TASKS AND EXERCISES =
**1.** Reproduce word for word the part of the basic income passage below that opens with the words containing "Exploring how the" and closes with "recession will be.".
**2.** Translate this sentence from the basic income passage below into Spanish: "The separation of two groups worries me intensely."

SOURCE PASSAGE =

BEGIN

Exploring how the basic income movement is dealing with Covid19, I found this link, which I recommend. but I couldn’t find a link to a video I watched. I think it was by Unconditional Basic Income Europe. It Included big hitters Barb Jacobson (2nd left, middle row) and David Graeber, but the only speaker who even mentioned the ecological crisis was the UBI sceptic, Anna Coote
The second link above includes an excellent explanation by Philippe van Parijs, of the economic ’first aid’ value of the universal basic income (UBI), but only a passing regret (10 minutes in) as to how short term the ecological benefits of the recession will be.
The separation of two groups worries me intensely. UBI supporters seem to have no interest in ecological meltdown, and XR activists in the main vice versa..

END

DATA FOR REVIEW =
BEGIN

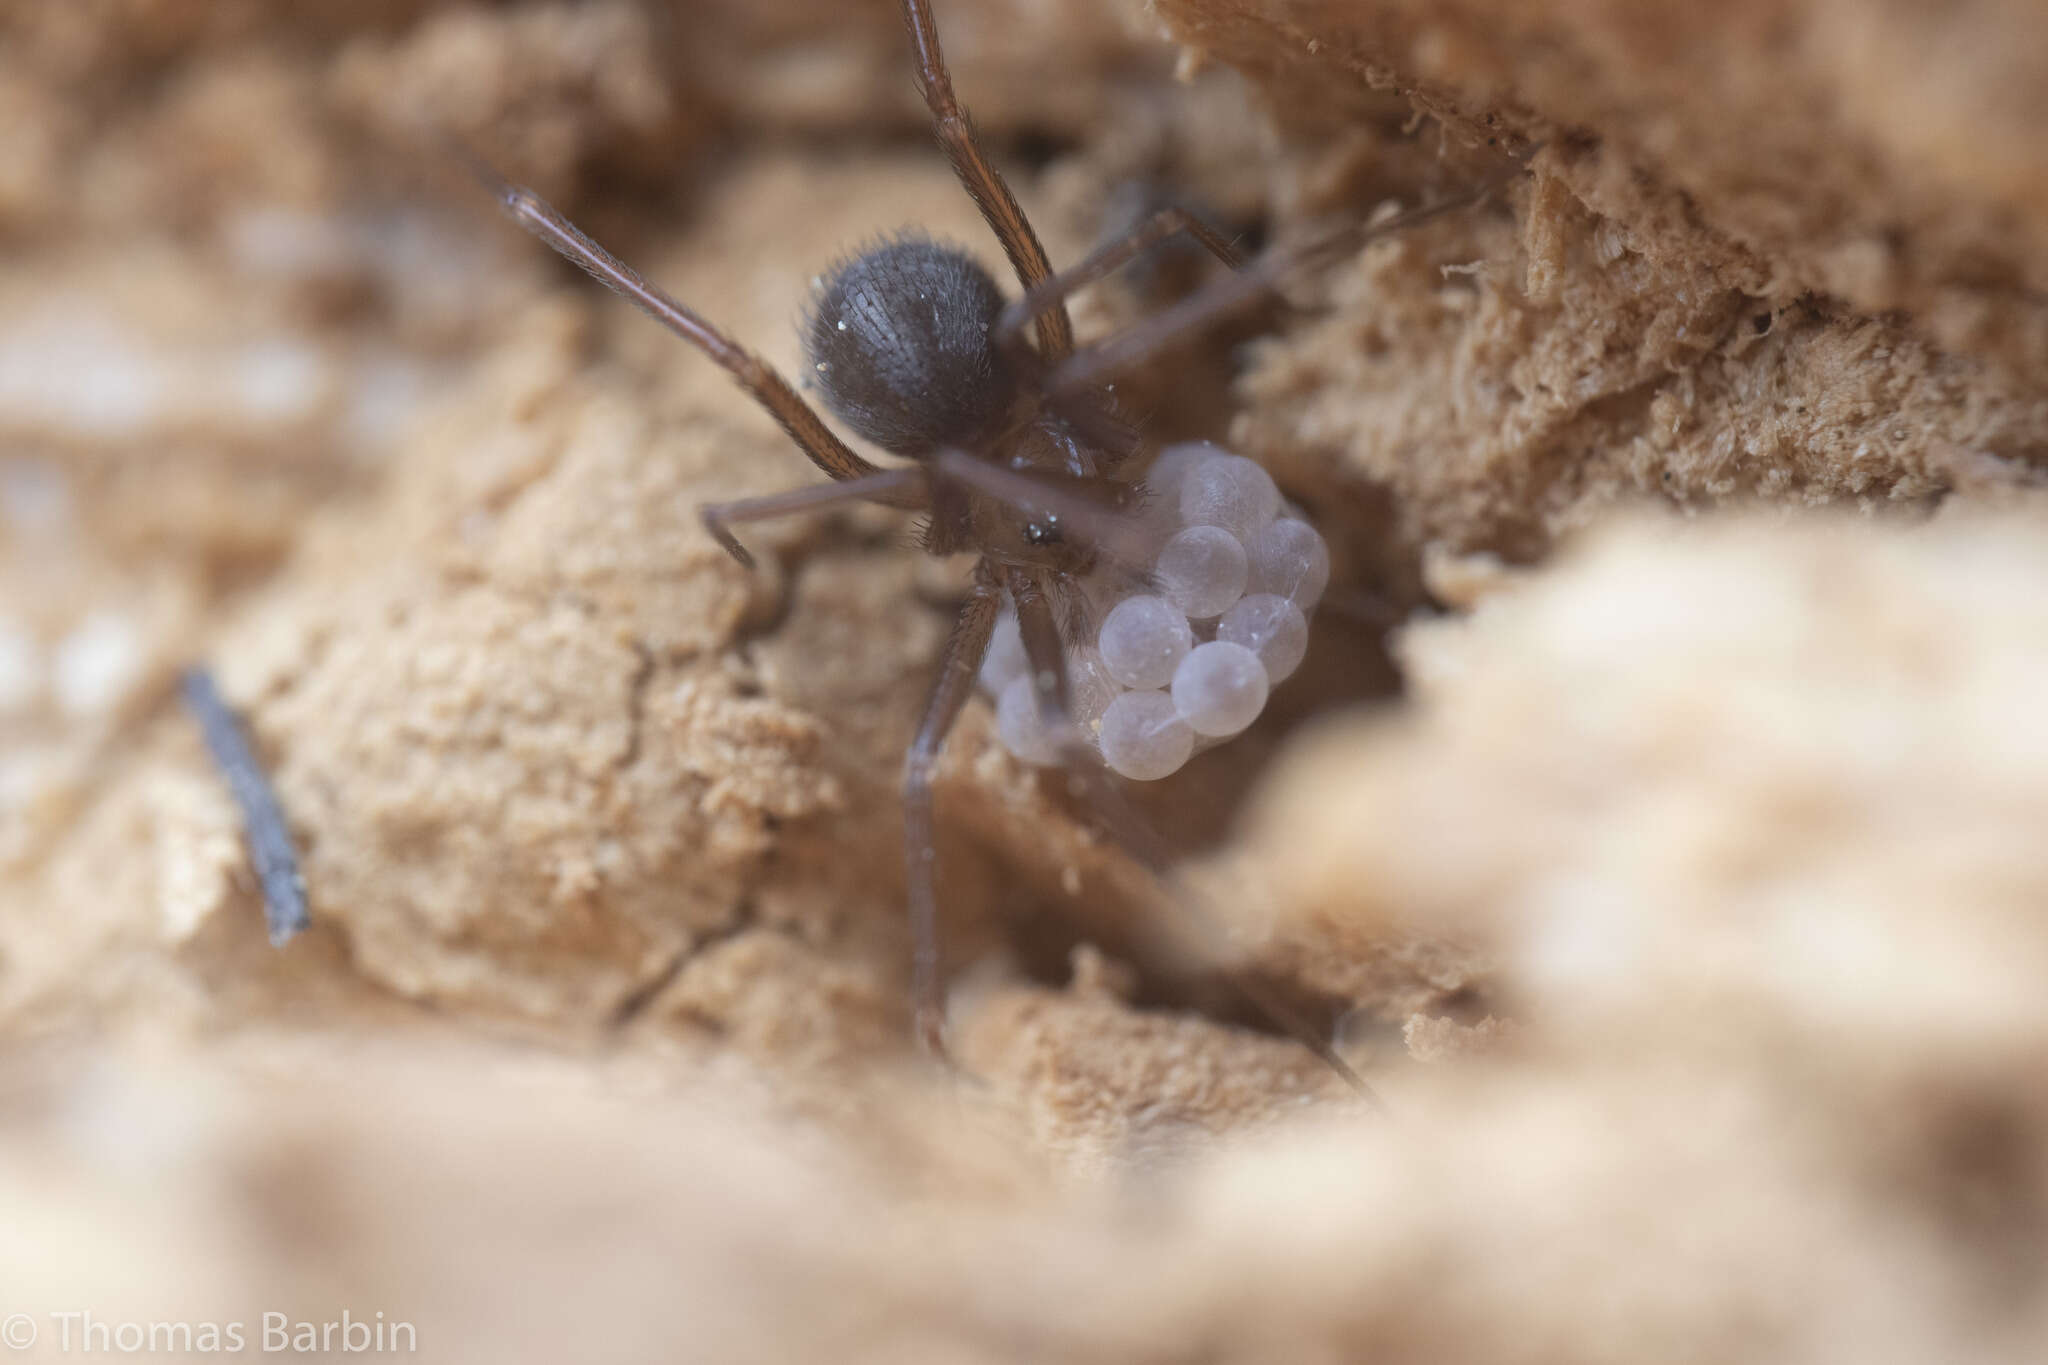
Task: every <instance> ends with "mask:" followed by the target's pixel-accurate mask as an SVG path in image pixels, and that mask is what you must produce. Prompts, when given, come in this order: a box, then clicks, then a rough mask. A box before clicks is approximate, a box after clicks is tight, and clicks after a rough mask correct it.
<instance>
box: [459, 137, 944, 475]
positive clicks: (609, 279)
mask: <svg viewBox="0 0 2048 1365" xmlns="http://www.w3.org/2000/svg"><path fill="white" fill-rule="evenodd" d="M471 170H473V172H475V174H477V178H479V180H483V184H485V186H487V188H489V190H492V194H496V196H498V203H500V207H504V211H506V213H508V215H510V217H512V221H516V223H518V225H520V227H524V229H526V231H530V233H532V235H535V237H539V239H541V241H545V244H549V246H551V248H555V250H557V252H559V254H561V256H563V258H567V260H569V262H573V264H578V266H582V268H584V270H586V272H590V276H592V278H594V280H598V282H600V284H604V287H606V289H610V291H612V293H616V295H618V297H623V299H625V301H627V303H631V305H633V307H637V309H639V311H643V313H647V317H653V319H655V321H657V323H662V325H664V327H668V329H670V332H674V334H676V336H680V338H682V340H684V342H688V344H690V346H696V348H698V350H700V352H705V354H707V356H711V360H715V362H717V364H719V366H721V368H723V370H725V372H727V375H731V377H733V379H735V381H737V383H739V387H741V389H745V391H748V393H750V395H752V397H754V401H756V403H760V405H762V407H766V409H768V415H772V417H774V420H776V424H780V428H782V430H784V432H788V438H791V440H795V442H797V446H799V448H801V450H803V452H805V456H809V460H811V463H813V465H817V467H819V469H823V471H825V473H827V475H831V477H834V479H862V477H866V475H877V473H881V467H877V465H870V463H868V460H864V458H860V456H858V454H854V450H852V448H850V446H848V444H846V442H844V440H840V438H838V434H836V432H834V430H831V428H829V426H825V420H823V417H819V415H817V411H815V409H813V407H811V405H809V403H805V401H803V399H801V397H797V391H795V389H791V387H788V381H786V379H782V375H778V372H776V368H774V366H772V364H768V362H766V360H762V358H760V356H756V354H754V352H752V350H748V348H745V346H741V344H739V342H735V340H731V338H729V336H725V334H723V332H719V329H717V327H713V325H711V323H709V321H705V319H702V317H698V313H696V311H694V309H690V307H688V305H686V303H682V301H678V299H676V297H674V295H670V293H668V291H664V289H659V287H657V284H651V282H647V278H645V276H641V272H639V270H635V268H633V266H629V264H625V262H623V260H618V258H616V256H612V254H610V252H606V250H604V248H602V246H598V244H596V241H594V239H592V237H590V235H588V233H584V229H580V227H578V225H575V223H571V221H569V219H567V217H563V215H561V211H559V209H555V205H551V203H547V201H545V199H541V196H539V194H535V192H532V190H528V188H524V186H518V184H510V182H506V180H502V178H500V176H498V174H496V172H492V170H489V168H487V166H483V164H479V162H473V160H471ZM885 501H887V503H889V505H891V508H918V505H922V501H918V499H915V491H913V489H899V491H897V493H893V495H889V497H887V499H885Z"/></svg>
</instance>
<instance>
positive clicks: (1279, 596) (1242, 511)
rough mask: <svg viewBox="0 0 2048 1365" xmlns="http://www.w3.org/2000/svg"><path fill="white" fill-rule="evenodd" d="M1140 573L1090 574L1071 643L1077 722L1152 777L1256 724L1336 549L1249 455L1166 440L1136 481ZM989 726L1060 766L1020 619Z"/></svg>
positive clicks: (1204, 443)
mask: <svg viewBox="0 0 2048 1365" xmlns="http://www.w3.org/2000/svg"><path fill="white" fill-rule="evenodd" d="M1145 491H1147V512H1145V518H1147V526H1149V530H1151V534H1149V536H1147V553H1149V557H1151V563H1149V565H1143V567H1141V569H1143V573H1139V575H1133V573H1128V571H1124V573H1120V575H1118V573H1116V571H1106V573H1104V579H1102V581H1100V583H1083V593H1087V598H1090V606H1092V612H1090V616H1092V620H1094V630H1096V634H1094V639H1092V641H1083V643H1073V641H1069V643H1067V692H1069V710H1071V718H1073V724H1075V726H1077V729H1079V733H1081V737H1083V739H1085V741H1090V743H1094V745H1096V749H1098V751H1100V753H1102V761H1104V763H1108V767H1110V769H1112V772H1116V774H1122V776H1124V778H1137V780H1141V782H1149V780H1155V778H1165V776H1167V774H1171V772H1178V769H1180V765H1182V763H1186V761H1188V757H1190V755H1194V753H1196V751H1198V749H1204V747H1208V745H1214V743H1221V741H1225V739H1229V737H1231V735H1237V733H1239V731H1243V729H1245V726H1247V724H1251V722H1253V720H1255V718H1257V716H1260V712H1262V710H1266V698H1268V694H1270V692H1272V688H1274V686H1278V684H1280V681H1282V679H1284V677H1286V675H1288V673H1292V671H1294V669H1296V667H1298V665H1300V659H1303V655H1305V653H1307V649H1309V612H1313V610H1315V604H1317V600H1319V598H1321V596H1323V587H1327V585H1329V546H1325V544H1323V538H1321V536H1319V534H1317V532H1315V528H1313V526H1309V522H1305V520H1300V518H1298V516H1294V514H1292V510H1290V508H1286V505H1284V503H1282V499H1280V489H1278V487H1274V481H1272V477H1270V475H1268V473H1266V471H1264V469H1260V465H1257V463H1253V460H1247V458H1243V456H1237V454H1231V452H1229V450H1223V448H1219V446H1212V444H1206V442H1188V444H1178V446H1167V448H1165V450H1161V452H1159V458H1157V460H1155V463H1153V467H1151V471H1147V475H1145ZM981 686H983V688H987V692H989V694H991V696H993V698H995V733H997V735H999V737H1001V741H1004V745H1006V747H1008V749H1010V751H1012V753H1016V755H1018V757H1020V759H1024V761H1028V763H1057V761H1059V751H1061V735H1059V733H1057V731H1055V729H1053V726H1051V724H1049V722H1047V716H1044V714H1042V712H1040V708H1038V700H1036V696H1034V692H1032V679H1030V667H1028V663H1026V659H1024V641H1022V636H1020V632H1018V620H1016V614H1014V612H1010V610H1006V612H1004V616H1001V620H999V622H997V628H995V639H993V643H991V645H989V653H987V659H985V661H983V665H981Z"/></svg>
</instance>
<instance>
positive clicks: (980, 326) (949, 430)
mask: <svg viewBox="0 0 2048 1365" xmlns="http://www.w3.org/2000/svg"><path fill="white" fill-rule="evenodd" d="M1001 311H1004V293H1001V291H999V289H997V287H995V280H991V278H989V272H987V270H983V268H981V262H977V260H975V258H973V256H969V254H967V252H963V250H961V248H954V246H944V244H940V241H932V239H930V237H909V235H905V237H901V239H897V241H885V244H881V246H877V248H870V250H868V252H862V254H860V256H854V258H850V260H846V262H844V264H840V266H838V268H836V270H834V272H831V276H827V278H825V282H823V287H821V289H819V293H817V301H815V303H813V307H811V317H809V321H807V327H805V336H803V342H805V356H807V358H809V362H811V383H813V385H815V387H817V391H819V393H821V395H823V397H825V407H829V409H831V411H834V413H836V415H838V417H840V420H842V422H844V424H846V426H850V428H854V432H858V434H860V436H862V438H864V440H870V442H874V444H877V446H881V448H883V450H889V452H891V454H901V456H907V458H913V460H922V458H930V456H932V454H936V452H938V450H940V448H942V446H952V448H958V450H973V448H977V446H983V444H985V442H987V440H989V438H993V436H995V432H997V430H999V428H1001V426H1004V422H1006V420H1008V415H1010V407H1012V403H1014V401H1016V391H1018V381H1016V372H1014V370H1012V366H1010V362H1008V360H1006V358H1004V356H1001V354H999V352H997V350H995V344H993V340H991V336H989V334H991V329H993V327H995V319H997V317H999V315H1001Z"/></svg>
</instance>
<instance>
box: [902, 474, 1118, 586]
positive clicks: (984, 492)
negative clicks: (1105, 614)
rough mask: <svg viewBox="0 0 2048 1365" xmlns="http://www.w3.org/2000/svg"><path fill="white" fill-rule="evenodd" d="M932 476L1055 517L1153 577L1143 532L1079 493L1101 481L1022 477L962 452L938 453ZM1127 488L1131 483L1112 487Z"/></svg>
mask: <svg viewBox="0 0 2048 1365" xmlns="http://www.w3.org/2000/svg"><path fill="white" fill-rule="evenodd" d="M930 469H932V473H936V475H940V477H944V479H950V481H954V483H958V485H963V487H967V489H973V491H975V493H981V495H983V497H993V499H995V501H999V503H1004V505H1006V508H1014V510H1018V512H1024V514H1053V516H1057V518H1059V520H1061V522H1065V528H1067V530H1069V532H1071V534H1073V536H1075V538H1077V540H1079V542H1083V544H1087V546H1090V548H1094V551H1096V553H1098V555H1102V557H1104V559H1108V561H1110V563H1114V565H1118V567H1122V569H1126V571H1128V573H1133V575H1137V577H1151V569H1149V567H1151V553H1153V548H1155V546H1153V544H1151V542H1149V540H1147V528H1145V526H1143V524H1141V522H1139V520H1137V518H1133V516H1130V512H1128V510H1126V508H1118V505H1112V503H1106V501H1102V499H1100V497H1090V495H1087V491H1083V489H1098V487H1102V481H1100V479H1090V481H1067V479H1061V477H1057V475H1049V473H1044V471H1036V473H1028V475H1026V473H1020V471H1016V469H1004V467H1001V465H997V463H993V460H977V458H975V456H971V454H967V452H965V450H952V448H946V450H940V452H938V458H934V460H932V465H930ZM1114 487H1122V489H1128V487H1130V485H1114Z"/></svg>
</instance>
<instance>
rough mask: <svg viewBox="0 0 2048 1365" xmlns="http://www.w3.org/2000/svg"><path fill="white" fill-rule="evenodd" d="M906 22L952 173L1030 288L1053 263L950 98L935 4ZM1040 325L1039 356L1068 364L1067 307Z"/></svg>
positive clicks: (963, 112) (910, 41)
mask: <svg viewBox="0 0 2048 1365" xmlns="http://www.w3.org/2000/svg"><path fill="white" fill-rule="evenodd" d="M903 23H905V25H909V43H911V49H913V51H915V55H918V90H922V92H924V104H926V108H930V111H932V127H934V129H938V141H940V145H942V147H944V149H946V160H950V162H952V174H954V176H958V178H961V184H963V186H965V188H967V194H969V199H973V201H975V207H977V209H981V217H983V221H987V225H989V231H993V233H995V239H997V241H1001V244H1004V256H1008V258H1010V268H1012V270H1016V274H1018V284H1022V287H1024V289H1032V287H1034V284H1038V282H1040V280H1044V278H1051V274H1053V262H1051V260H1047V254H1044V246H1042V244H1040V241H1038V233H1036V231H1034V229H1032V225H1030V219H1028V217H1024V209H1022V205H1018V199H1016V194H1012V192H1010V186H1008V184H1006V182H1004V178H1001V174H999V172H997V170H995V166H991V164H989V153H987V151H983V149H981V141H979V139H977V137H975V125H973V121H969V117H967V111H965V108H961V100H958V96H954V94H952V74H950V72H948V70H946V53H944V49H940V45H938V20H934V18H932V0H903ZM1036 321H1038V350H1040V354H1042V356H1044V358H1047V360H1049V362H1053V360H1065V358H1067V354H1069V352H1071V350H1073V321H1071V319H1069V317H1067V305H1065V303H1059V301H1055V303H1053V307H1049V309H1044V311H1042V313H1038V319H1036Z"/></svg>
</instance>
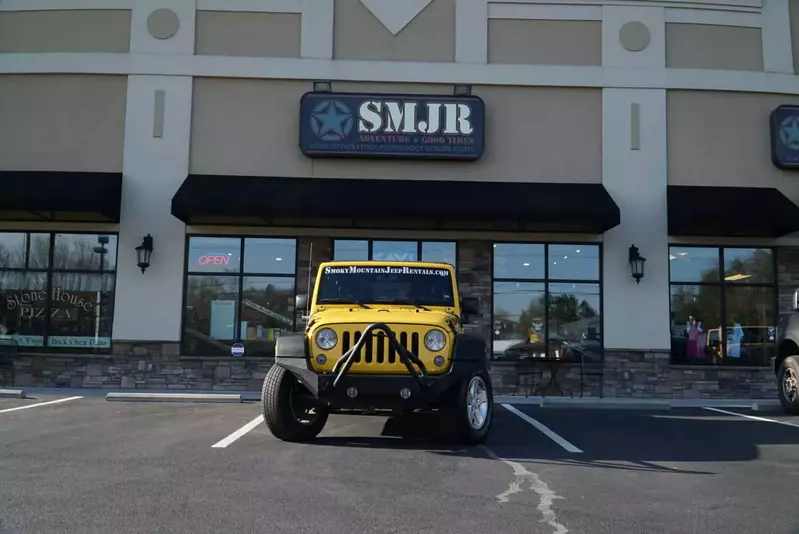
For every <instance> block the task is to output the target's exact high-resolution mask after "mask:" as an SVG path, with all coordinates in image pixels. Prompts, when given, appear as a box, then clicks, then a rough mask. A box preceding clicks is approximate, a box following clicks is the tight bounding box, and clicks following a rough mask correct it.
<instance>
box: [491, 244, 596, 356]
mask: <svg viewBox="0 0 799 534" xmlns="http://www.w3.org/2000/svg"><path fill="white" fill-rule="evenodd" d="M490 243H491V317H490V319H489V321H490V322H489V328H490V332H489V334H490V336H489V341H490V343H491V358H490V359H491V361H497V362H515V360H512V359H505V358H496V357H495V356H494V348H493V347H494V317H495V312H496V310H495V308H494V283H495V282H514V283H539V284H544V346H545V347H549V307H550V302H549V297H550V291H549V286H550V284H553V283H554V284H583V285H586V284H595V285H598V286H599V339H600V340H601V343H600V346H601V349H600V359H599V362H597V363H603V364H604V361H605V286H604V284H603V283H602V281H603V279H604V274H605V273H604V265H603V264H604V261H603V259H604V247H603V246H602V245H603V243H601V242H591V241H565V242H564V241H490ZM494 245H544V278H497V277H496V273H495V266H496V261H495V254H496V253H495V250H494V249H495V247H494ZM551 245H574V246H592V247H597V251H598V258H597V259H598V261H599V279H598V280H588V279H583V280H573V279H560V278H558V279H554V280H553V279H551V278H550V277H549V247H550V246H551Z"/></svg>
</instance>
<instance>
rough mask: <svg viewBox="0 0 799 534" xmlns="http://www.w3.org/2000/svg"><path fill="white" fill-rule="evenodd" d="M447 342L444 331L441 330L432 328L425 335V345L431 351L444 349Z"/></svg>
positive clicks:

END

TASK RESPONSES =
**1.**
Exploring how the basic income movement is dealing with Covid19, I found this link, which I recommend. but I couldn’t find a link to a video I watched. I think it was by Unconditional Basic Income Europe. It Included big hitters Barb Jacobson (2nd left, middle row) and David Graeber, but the only speaker who even mentioned the ecological crisis was the UBI sceptic, Anna Coote
The second link above includes an excellent explanation by Philippe van Parijs, of the economic ’first aid’ value of the universal basic income (UBI), but only a passing regret (10 minutes in) as to how short term the ecological benefits of the recession will be.

**2.** La separación de dos grupos me preocupa intensamente.